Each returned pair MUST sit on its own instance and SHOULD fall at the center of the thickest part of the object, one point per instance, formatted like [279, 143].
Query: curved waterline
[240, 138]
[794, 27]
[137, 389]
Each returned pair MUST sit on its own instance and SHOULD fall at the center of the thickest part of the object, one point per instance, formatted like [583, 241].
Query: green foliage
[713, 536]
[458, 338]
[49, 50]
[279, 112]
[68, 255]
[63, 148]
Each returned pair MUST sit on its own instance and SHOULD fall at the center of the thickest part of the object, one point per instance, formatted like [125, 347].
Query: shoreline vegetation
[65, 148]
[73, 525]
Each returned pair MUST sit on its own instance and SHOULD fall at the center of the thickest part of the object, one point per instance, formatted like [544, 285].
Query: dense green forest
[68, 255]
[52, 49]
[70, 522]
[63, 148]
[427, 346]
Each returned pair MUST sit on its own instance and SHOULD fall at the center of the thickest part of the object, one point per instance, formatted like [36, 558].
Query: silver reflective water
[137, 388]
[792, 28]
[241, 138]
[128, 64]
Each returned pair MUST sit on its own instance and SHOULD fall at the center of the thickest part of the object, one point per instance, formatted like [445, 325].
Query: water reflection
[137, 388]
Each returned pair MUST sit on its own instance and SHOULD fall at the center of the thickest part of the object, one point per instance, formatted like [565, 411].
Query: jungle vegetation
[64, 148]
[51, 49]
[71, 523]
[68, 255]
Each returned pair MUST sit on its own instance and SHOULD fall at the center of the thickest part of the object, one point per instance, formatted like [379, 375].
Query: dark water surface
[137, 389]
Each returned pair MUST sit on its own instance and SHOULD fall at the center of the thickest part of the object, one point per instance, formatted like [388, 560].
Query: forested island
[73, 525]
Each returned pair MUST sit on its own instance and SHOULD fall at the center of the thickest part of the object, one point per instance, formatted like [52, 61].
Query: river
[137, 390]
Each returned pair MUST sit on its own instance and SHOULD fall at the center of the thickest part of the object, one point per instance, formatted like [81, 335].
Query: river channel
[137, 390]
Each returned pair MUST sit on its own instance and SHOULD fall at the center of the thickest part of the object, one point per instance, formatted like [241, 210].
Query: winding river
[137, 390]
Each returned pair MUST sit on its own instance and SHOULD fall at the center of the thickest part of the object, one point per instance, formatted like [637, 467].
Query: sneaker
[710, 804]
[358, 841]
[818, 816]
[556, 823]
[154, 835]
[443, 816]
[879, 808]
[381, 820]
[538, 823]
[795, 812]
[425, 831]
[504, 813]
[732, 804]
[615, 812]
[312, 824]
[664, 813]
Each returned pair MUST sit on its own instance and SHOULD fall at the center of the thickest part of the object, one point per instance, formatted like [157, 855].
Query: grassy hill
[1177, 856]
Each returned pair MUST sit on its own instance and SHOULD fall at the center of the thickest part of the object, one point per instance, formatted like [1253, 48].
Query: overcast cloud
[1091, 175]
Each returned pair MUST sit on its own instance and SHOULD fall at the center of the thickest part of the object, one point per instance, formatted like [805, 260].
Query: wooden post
********************
#### EXERCISE INSTRUCTIONS:
Please reproduce the entire listing, exactly as shown.

#### SOLUTION TO THE EXERCISE:
Each returned pair MUST sit on its own instance and SHOULD fall at the center of the thickest part of the object, one point per instance, formatted like [279, 143].
Query: curved waterline
[240, 138]
[794, 27]
[137, 389]
Each returned pair MUST sit on its own instance and SHOULD fall at the center of the thickest part of the object, one point per instance, formatted like [583, 241].
Query: green foliage
[713, 536]
[458, 338]
[49, 50]
[279, 112]
[68, 255]
[63, 148]
Each returned pair MUST sit on its own instance and SHOULD fall at the center of the thickest part of the object, one point per instance, formatted like [125, 347].
Query: shoreline vegetation
[65, 148]
[73, 525]
Each returned pair MUST sit on its own instance and SHOULD fall at the center of the thickest part of the object, one point per instance, formatted like [544, 285].
Query: dense green forest
[68, 255]
[52, 49]
[70, 522]
[63, 148]
[427, 346]
Each returned pair MUST sit on its own instance and SHOULD fall at the center of the thickest part of the object, one point per instance, formatted like [36, 558].
Query: silver reflective water
[137, 388]
[792, 28]
[241, 138]
[128, 64]
Each returned pair MUST sit on its own instance and SHOULD fall at the center of the thickest part of the object, one point per instance, formatted like [445, 325].
Query: water reflection
[137, 388]
Each returned pair MUST sit on its own instance and SHOULD fall at the center of the thickest part of the object, one point per instance, formatted like [565, 411].
Query: jungle vegetation
[64, 148]
[51, 49]
[71, 523]
[68, 255]
Each returned pair MUST sit on its own instance and SHOULD fall at the center of the thickest part of the object, one point per instance, formatted like [379, 375].
Query: dark water surface
[137, 389]
Each returned pair MUST sit on its own instance and SHOULD fall at the center of the thickest part of the object, one point per instance, formatted like [388, 560].
Query: forested island
[73, 525]
Each returned pair MUST sit on its own instance and SHOULD fall at the center of the thickest part of the object, one point per instance, formatted like [52, 61].
Query: river
[137, 390]
Each returned pair MUST sit on its own instance and SHOULD fall at the center of the thickest part of the object, one point per instance, formatted like [81, 335].
Query: river channel
[137, 390]
Each returned pair MUST sit on its own instance and SHOULD fall at the center of the thickest part of the object, one point per instance, formatted like [241, 210].
Query: winding river
[137, 390]
Each returned pair MUST sit on its own instance and SHOULD fall at the center of the thickest part of the object, one point per instance, formatted like [637, 467].
Query: sneaker
[710, 804]
[358, 841]
[818, 816]
[556, 823]
[154, 835]
[443, 816]
[879, 808]
[381, 820]
[538, 823]
[795, 812]
[425, 831]
[504, 813]
[732, 804]
[615, 812]
[312, 824]
[664, 813]
Each returned pair MUST sit on its own instance and SHOULD fall at the center of the thickest part of the object, one point per instance, formatted like [157, 855].
Query: grassy hill
[1177, 856]
Each returned pair MUST sit on its own instance and SHOULD fall at the center of the thickest part of the object, one point per instance, formatted like [1253, 48].
Query: overcast cloud
[1091, 175]
Each returned pair MUST sit on its own instance and SHOULD fall at the center of the thickest part of the object, one point per instance, formatted like [805, 260].
Query: wooden post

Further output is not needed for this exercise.